The full text of the letter is HERE and below:
Director of Policy and Planning, Office of Head Start
Administration for Children and Families
U.S. Department of Health and Human Services
330 C Street, SW
Washington, DC 20201
Re: Comment to Proposed Rule "Restoring Flexibility to Support Head Start Program Access" (ACF-2026- 0364 )
Dear Director,
We write as Members of Congress in strong opposition to the proposed rule, "Restoring Flexibility to Support Head Start Program Access," published on May 12, 2026. This proposal would eliminate the wage and benefit standards finalized in 2024 - standards designed to stabilize the Head Start workforce and improve program quality for children and families. We urge the Trump Administration to withdraw this rule immediately.
At its core, this proposal asks the American people to accept that the teachers and staff caring for some of our nation's most vulnerable children should continue earning wages so low that many cannot afford to stay in the profession. That is not flexibility; rather, it is a continuation of the workforce crisis already forcing classrooms to close and cutting off access for the families who depend on Head Start most.
This proposed rule does not exist in a vacuum. It is part of a broader, systematic effort by the Trump Administration to dismantle Head Start. In 2025, a leaked Administration proposal would have eliminated the program entirely. While that plan was never finalized, the Administration pressed forward on multiple fronts. Five of the program's ten regional offices were shuttered, and by April 2025, the Administration had withheld nearly one billion dollars in federal grants to Head Start Centers nationwide. The consequences were immediate and severe: centers closed, families lost access, and teachers lost jobs. Then in July 2025, the Administration released a notice reclassifying Head Start as a "federal public benefit" - reversing an interpretation in place since 1998 - which blocks DACA recipients and those with Temporary Protected Status from enrolling in some Head Start programs. This proposed rule is the next step in that same effort to destroy Head Start piece by piece.
The Administration argues that the 2024 standards exceeded the authority provided under the Head Start Act. The statute itself directs the Secretary to ensure Head Start compensation is comparable to wages paid for substantially similar work in local communities and prohibits compensation from falling below the federal minimum wage. The 2024 rule did exactly that. It did not impose a one-size-fits-all national salary mandate. Instead, it created a locally calibrated framework tying compensation to comparable public preschool wages and encouraged programs to build sustainable salary structures based on training, experience, and responsibilities.
The proposed rollback ignores the economic reality facing the early childhood workforce. The federal minimum wage has remained at $7.25 per hour since 2009 - a wage that, in 2025, falls below the poverty line for a household of any size. Yet, the Administration points to that same floor as sufficient protection for Head Start workers. Congress did not create Head Start for the educators delivering it to rely on poverty wages.
Head Start educators are highly skilled professionals responsible for supporting children during the most critical years of human development. They build language and literacy skills, strengthen social and emotional development, and prepare children for lasting success in school and beyond. It is critical that these educators are compensated at a level that reflects the importance of their work and allows them to stay in the classroom.

---+---

#### [Brief 1]
According to the Head Start letter, since what year has the federal minimum wage stayed at $7.25 per hour?
#### [Brief 2]
Print the Head Start letter's text between "Head Start educators" and "in the classroom.", inclusive.

#### [Records supplied]
---+---

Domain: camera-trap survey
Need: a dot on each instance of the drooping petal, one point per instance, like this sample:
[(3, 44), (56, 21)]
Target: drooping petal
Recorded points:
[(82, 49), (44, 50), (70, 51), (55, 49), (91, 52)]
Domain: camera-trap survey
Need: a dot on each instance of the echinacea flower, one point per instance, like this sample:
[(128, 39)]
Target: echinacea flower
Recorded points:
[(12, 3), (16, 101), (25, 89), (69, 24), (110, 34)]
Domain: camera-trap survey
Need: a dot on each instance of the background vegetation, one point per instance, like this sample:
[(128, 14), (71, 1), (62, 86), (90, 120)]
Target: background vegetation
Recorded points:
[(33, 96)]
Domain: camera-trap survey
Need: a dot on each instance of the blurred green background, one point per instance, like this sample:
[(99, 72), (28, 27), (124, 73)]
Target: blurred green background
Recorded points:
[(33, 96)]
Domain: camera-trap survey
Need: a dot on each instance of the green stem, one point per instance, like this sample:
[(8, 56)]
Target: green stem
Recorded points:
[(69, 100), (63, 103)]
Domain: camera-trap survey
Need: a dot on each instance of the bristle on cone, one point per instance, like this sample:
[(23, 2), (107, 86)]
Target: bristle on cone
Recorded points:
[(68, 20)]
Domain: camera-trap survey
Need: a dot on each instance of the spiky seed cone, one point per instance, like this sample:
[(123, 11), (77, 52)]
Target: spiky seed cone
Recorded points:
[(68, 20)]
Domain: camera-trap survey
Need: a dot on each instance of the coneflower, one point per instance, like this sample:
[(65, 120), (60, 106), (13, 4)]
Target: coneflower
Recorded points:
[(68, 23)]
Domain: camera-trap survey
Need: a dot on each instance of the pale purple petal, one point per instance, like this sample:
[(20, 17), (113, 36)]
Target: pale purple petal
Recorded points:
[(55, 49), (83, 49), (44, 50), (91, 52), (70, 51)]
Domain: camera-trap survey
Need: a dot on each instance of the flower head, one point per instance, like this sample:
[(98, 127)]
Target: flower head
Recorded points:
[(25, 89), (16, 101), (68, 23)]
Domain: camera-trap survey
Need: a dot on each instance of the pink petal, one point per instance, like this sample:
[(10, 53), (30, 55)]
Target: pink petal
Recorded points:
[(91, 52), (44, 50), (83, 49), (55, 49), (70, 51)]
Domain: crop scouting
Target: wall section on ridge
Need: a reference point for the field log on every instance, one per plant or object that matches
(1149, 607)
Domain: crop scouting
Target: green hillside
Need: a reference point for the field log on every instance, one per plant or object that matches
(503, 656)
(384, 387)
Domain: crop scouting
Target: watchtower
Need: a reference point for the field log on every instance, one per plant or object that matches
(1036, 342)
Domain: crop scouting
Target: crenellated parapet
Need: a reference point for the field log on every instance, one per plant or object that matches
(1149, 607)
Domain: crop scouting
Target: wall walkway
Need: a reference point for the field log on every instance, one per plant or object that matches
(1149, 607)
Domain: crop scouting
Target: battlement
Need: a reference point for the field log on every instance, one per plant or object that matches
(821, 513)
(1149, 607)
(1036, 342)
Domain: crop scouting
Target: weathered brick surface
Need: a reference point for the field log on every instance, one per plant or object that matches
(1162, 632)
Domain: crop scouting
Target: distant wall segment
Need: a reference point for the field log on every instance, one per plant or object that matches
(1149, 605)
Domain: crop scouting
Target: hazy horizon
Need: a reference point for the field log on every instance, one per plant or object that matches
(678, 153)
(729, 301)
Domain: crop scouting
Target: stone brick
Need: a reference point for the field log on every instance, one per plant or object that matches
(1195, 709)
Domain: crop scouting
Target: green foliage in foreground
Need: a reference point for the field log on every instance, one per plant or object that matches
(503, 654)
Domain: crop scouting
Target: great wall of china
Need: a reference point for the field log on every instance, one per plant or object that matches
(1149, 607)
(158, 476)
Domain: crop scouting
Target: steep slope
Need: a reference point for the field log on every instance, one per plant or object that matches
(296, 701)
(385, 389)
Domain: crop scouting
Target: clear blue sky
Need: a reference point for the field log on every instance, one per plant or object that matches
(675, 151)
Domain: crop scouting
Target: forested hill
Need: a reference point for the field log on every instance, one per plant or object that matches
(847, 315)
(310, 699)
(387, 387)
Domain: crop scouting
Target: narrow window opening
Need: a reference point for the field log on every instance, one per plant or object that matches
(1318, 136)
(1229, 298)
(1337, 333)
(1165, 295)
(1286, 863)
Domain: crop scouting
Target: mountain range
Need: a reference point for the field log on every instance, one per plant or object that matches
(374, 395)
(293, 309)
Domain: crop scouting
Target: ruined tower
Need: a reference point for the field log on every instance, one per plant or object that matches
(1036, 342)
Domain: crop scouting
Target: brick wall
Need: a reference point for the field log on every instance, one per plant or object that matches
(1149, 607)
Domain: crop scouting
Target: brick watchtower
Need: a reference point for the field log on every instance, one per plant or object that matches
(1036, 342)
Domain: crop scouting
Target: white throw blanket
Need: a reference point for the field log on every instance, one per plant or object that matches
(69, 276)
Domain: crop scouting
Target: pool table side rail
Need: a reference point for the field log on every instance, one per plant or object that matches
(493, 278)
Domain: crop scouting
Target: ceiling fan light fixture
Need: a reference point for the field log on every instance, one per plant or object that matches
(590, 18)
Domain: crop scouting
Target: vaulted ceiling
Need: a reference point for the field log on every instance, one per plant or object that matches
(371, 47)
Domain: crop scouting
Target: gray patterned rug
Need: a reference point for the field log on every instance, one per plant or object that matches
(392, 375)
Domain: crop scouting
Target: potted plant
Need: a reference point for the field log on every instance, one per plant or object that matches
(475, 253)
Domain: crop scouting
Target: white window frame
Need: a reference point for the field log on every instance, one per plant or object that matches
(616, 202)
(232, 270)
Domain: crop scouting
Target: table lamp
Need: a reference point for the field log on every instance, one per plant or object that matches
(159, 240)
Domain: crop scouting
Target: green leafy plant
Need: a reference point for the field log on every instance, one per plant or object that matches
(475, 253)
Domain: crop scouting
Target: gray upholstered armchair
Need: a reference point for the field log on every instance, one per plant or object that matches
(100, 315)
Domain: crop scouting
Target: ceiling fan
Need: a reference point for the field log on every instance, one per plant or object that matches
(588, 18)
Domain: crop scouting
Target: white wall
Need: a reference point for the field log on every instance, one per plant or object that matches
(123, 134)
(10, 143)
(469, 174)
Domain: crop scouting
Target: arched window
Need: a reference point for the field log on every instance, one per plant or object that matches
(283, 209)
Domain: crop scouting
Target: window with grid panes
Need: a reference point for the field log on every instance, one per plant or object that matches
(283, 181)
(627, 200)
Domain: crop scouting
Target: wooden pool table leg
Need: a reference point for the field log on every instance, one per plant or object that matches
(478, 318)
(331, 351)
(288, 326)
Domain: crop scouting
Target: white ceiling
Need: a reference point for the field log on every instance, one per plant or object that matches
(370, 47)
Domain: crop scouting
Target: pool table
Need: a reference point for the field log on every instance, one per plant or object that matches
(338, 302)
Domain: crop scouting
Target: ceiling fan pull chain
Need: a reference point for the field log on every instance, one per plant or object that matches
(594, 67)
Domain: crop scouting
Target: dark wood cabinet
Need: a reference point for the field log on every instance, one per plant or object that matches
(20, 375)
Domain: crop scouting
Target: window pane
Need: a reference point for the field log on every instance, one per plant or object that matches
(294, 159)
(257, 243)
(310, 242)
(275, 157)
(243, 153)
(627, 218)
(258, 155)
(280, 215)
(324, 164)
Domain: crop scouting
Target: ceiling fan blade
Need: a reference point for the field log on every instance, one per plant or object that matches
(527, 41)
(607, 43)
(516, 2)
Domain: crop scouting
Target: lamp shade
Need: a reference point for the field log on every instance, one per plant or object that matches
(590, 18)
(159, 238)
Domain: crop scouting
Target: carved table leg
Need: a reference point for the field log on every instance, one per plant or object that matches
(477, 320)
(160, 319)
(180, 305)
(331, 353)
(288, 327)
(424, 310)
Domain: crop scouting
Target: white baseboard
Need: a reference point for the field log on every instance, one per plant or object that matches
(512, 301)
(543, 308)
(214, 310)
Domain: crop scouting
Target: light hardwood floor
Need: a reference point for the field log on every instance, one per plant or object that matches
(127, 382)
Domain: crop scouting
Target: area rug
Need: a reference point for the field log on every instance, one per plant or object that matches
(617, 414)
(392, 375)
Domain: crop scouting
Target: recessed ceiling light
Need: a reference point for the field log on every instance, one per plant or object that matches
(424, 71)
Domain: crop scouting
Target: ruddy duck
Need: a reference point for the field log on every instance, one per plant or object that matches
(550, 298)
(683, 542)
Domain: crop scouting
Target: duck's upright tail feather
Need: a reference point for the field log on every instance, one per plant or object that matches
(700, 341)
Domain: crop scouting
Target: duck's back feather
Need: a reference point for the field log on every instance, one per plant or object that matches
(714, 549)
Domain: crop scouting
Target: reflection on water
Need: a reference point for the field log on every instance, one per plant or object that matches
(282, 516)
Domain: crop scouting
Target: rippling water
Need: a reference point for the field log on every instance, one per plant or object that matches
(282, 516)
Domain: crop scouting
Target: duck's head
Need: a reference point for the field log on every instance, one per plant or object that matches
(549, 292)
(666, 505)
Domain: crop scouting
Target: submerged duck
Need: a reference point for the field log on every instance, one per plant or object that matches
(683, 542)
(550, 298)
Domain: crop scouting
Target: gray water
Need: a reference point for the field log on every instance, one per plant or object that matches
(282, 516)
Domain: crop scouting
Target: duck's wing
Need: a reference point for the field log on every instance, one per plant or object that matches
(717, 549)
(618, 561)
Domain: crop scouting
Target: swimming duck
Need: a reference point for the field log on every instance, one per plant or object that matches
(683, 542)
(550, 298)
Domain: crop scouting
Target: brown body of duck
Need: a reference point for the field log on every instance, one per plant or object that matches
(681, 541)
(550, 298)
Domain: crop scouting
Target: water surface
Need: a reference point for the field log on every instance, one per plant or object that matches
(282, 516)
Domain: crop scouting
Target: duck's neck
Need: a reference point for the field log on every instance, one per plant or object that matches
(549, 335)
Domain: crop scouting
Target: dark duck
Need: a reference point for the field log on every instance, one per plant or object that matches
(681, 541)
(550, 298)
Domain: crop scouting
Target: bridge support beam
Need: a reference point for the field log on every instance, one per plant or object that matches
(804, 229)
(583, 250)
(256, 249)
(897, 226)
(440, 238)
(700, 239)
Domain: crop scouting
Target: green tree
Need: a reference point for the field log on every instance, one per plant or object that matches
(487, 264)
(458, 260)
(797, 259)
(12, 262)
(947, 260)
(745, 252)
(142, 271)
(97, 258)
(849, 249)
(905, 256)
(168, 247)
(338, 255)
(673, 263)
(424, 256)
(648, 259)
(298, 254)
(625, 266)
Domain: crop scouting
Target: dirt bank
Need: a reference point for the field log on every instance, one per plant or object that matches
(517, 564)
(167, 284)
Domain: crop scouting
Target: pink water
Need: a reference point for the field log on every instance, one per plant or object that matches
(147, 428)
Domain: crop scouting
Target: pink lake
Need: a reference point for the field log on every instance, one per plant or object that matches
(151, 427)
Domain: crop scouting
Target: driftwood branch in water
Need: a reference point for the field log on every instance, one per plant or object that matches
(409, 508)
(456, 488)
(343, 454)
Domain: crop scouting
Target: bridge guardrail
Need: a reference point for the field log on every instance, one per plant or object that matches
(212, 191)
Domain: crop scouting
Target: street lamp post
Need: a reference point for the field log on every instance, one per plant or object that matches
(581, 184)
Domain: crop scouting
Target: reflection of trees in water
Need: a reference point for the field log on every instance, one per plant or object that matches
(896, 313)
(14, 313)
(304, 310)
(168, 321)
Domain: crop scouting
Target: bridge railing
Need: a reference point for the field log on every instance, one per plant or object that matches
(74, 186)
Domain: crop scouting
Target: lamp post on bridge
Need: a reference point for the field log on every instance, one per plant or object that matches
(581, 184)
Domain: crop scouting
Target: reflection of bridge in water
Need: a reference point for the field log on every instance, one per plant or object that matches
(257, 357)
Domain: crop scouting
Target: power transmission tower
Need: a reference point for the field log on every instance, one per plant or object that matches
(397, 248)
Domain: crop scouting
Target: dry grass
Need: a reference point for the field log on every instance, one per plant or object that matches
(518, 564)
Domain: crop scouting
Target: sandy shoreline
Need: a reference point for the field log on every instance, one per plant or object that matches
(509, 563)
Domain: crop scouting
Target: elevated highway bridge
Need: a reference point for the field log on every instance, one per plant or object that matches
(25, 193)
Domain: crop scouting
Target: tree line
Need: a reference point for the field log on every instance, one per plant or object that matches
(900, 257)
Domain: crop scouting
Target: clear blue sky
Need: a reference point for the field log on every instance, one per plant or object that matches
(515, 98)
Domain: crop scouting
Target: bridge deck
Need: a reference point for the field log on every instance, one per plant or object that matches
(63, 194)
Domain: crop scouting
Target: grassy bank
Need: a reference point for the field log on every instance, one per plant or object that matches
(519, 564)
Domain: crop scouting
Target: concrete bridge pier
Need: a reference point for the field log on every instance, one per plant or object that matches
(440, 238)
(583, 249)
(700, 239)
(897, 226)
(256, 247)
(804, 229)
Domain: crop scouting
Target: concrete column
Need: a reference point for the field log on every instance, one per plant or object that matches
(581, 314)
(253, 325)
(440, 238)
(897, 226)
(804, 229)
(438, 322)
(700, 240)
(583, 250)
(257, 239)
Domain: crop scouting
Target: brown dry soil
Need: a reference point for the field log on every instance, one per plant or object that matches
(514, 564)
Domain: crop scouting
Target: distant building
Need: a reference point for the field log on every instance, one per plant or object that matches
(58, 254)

---+---

#### [Task response 1]
Since 2009.

#### [Task response 2]
Head Start educators are highly skilled professionals responsible for supporting children during the most critical years of human development. They build language and literacy skills, strengthen social and emotional development, and prepare children for lasting success in school and beyond. It is critical that these educators are compensated at a level that reflects the importance of their work and allows them to stay in the classroom.